### REQUIREMENT 1
Duplicate the lines of the region labeling records below, starting at the line that contains "Scan for dense forest in the frame." and stopping after the line that contains "127, 386, 176]]".

### SOURCE PASSAGE
TEXTILE PRODUCT HAVING REDUCED DENSITY

Abstract

Embodiments described herein may take the form of a textile product having one or more regions of reduced density. These reduced density volumes may form one or more features in the product. For example, the reduced density volumes may have better acoustic transmission properties, optical transmission properties, flexibility, and the like. Sound transmission may be enhanced not only in terms of clarity, but also overall range. That is, certain audio frequencies that the textile may normally block when in an unaltered state may pass through a textile having reduced density or reduced density regions.

Description

TECHNICAL FIELD

Embodiments described herein relate generally to a nonwoven textile product, and more particularly to a nonwoven textile product having a reduced density region and a full density region.

BACKGROUND

Textile products have been in use for thousands of years and come in many forms. One way to classify textile products is by whether they are woven products (such as cotton products, and including knitted textiles) or non-woven products (such as felt products). Generally, both have many applications and are widely used.

One example of a nonwoven textile is felt, which has been used to make goods for centuries. Felt may be formed by placing randomly aligned wool and/or synthetic fibers under pressure and adding moisture, and optionally chemicals. With sufficient time, heat and water, the fibers bond to one another to form a felt cloth. This process may be known as “wet felting.”

As another option, fibers may be formed into a felt through “needle felting.” In needle felting, a specialized notched needle is pushed repeatedly in and out of a bundle or group fibers. Notches along the shaft of the needle may grab fibers in a top layer of the bundle and push them downward into the bundle, tangling these grabbed fibers with others. The needle notches face toward the felt bundle, such that the grabbed felt is released when the needle withdraws. As the needle motion continues, more and more fibers are tangled and bonded together, again creating a felt cloth.

Although two different ways to create felt products have been described, it should be appreciated that variants and/or other methods may be employed. Regardless of the production method, however, felts share certain characteristics. For example, felts are often used as an acoustic damper due to their relatively dense natures. Likewise, felt tends to pull apart readily, due to its nonwoven nature, if the integrity of the bonds between the threads is compromised. This tendency to break apart when subjected to certain stresses and/or chemical may limit the usefulness of felt for certain applications.

SUMMARY

Embodiments described herein may take the form of a textile fabric, including: a first volume defined by a first plurality of textile fibers; a second volume adjacent the first volume and comprising: a second plurality of textile fibers; and at least one micro-feature formed in the second volume, the at least one micro-feature reducing a density of the second volume. In certain embodiments, the at least one micro-feature comprises a plurality of microperforations; and the plurality of microperforations cooperate to reduce the density of, and/or allow air flow through, the second volume.

Region labeling records:

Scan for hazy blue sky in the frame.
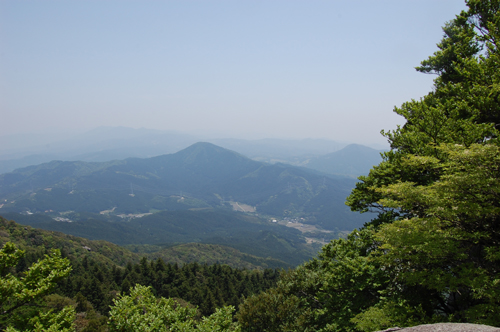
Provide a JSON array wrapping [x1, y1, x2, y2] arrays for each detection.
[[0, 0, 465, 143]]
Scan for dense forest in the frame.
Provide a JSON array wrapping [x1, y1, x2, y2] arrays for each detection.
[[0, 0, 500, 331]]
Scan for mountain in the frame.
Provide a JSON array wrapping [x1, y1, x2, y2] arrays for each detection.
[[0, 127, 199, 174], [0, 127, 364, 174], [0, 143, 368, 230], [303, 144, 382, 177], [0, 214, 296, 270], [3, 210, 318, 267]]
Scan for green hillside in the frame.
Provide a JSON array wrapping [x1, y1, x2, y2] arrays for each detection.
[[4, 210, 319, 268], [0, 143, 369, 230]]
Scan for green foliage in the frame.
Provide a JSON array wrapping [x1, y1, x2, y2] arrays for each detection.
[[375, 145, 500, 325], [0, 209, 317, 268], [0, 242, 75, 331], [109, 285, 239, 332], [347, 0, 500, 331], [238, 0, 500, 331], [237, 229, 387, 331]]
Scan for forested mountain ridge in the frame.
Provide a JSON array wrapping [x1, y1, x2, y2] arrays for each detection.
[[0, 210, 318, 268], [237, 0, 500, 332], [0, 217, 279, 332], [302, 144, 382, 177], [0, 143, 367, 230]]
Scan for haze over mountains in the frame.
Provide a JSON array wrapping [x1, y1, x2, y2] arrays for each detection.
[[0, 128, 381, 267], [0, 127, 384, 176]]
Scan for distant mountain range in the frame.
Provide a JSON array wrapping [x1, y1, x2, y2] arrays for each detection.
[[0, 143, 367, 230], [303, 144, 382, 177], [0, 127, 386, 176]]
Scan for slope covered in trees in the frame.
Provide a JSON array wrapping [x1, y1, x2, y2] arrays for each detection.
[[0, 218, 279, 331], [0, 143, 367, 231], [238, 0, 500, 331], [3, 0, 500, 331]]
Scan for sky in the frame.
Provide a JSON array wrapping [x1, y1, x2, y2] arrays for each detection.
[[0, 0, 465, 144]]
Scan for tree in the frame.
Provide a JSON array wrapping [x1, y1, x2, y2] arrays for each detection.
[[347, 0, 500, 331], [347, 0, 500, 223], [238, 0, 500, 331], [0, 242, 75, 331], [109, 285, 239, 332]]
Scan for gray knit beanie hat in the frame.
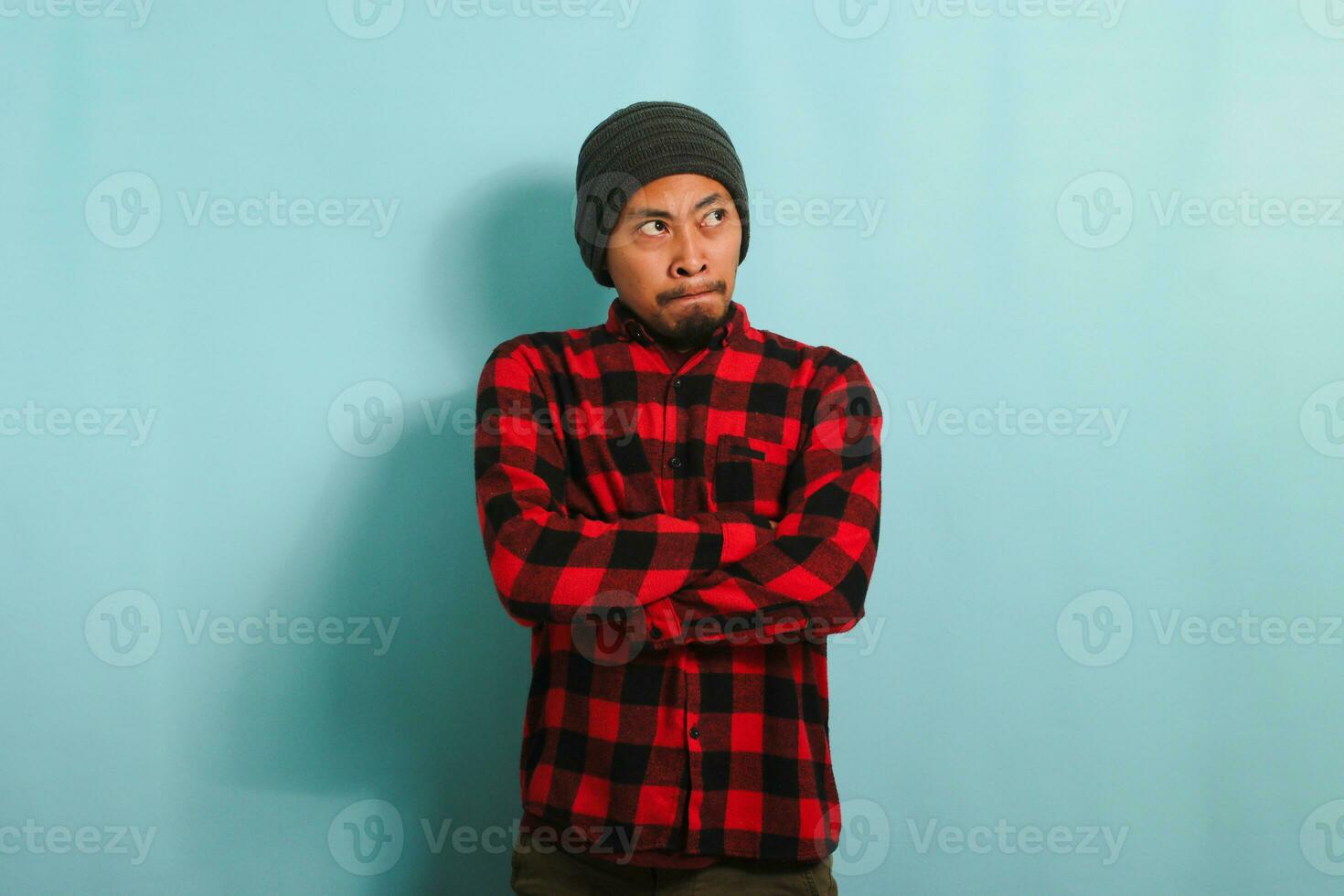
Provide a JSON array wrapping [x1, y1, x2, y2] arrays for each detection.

### REQUIREMENT 2
Please set down the textile patent text above word for word, beginning at the words "Description" and stopping after the words "full density region.".

### FULL SOLUTION 1
Scan for dense forest in the frame.
Provide a JSON array wrapping [x1, y1, x2, y2] arrays for each detection.
[[0, 0, 500, 331]]
Scan for mountain in the frame.
Provide a JSON array wrapping [x1, y1, x2, y2] arrays for each detection.
[[0, 127, 199, 174], [0, 127, 364, 174], [0, 143, 368, 230], [303, 144, 382, 177], [0, 214, 296, 270], [3, 210, 318, 267]]
Scan for green hillside in the frame.
Provide a JSON array wrapping [x1, y1, x2, y2] arrays for each detection.
[[4, 210, 319, 268], [0, 143, 369, 230]]
Scan for green foliage in the frame.
Provide a JSON array wrapping [x1, y1, x2, y2] arrays for each detection.
[[375, 145, 500, 325], [0, 209, 317, 268], [0, 242, 75, 331], [109, 285, 239, 332], [347, 0, 500, 331], [238, 0, 500, 331], [237, 229, 387, 331]]
Scan for forested mountain ridge in the frame.
Provide a JSON array wrapping [x1, y1, x2, y2] arrays for each detection.
[[0, 210, 318, 268], [237, 0, 500, 332], [0, 217, 279, 332], [302, 144, 382, 177], [0, 143, 367, 230]]
Scan for haze over mountains in the frame.
Provide a JSON array wrapping [x1, y1, x2, y2] arrays for each detection.
[[0, 128, 381, 267], [0, 127, 384, 176]]
Scan for distant mountain range in the frame.
Provide a JSON array wrapping [x1, y1, x2, y2] arrays for each detection.
[[0, 143, 367, 230], [303, 144, 382, 177], [0, 127, 386, 176]]

### FULL SOLUTION 2
Description

TECHNICAL FIELD

Embodiments described herein relate generally to a nonwoven textile product, and more particularly to a nonwoven textile product having a reduced density region and a full density region.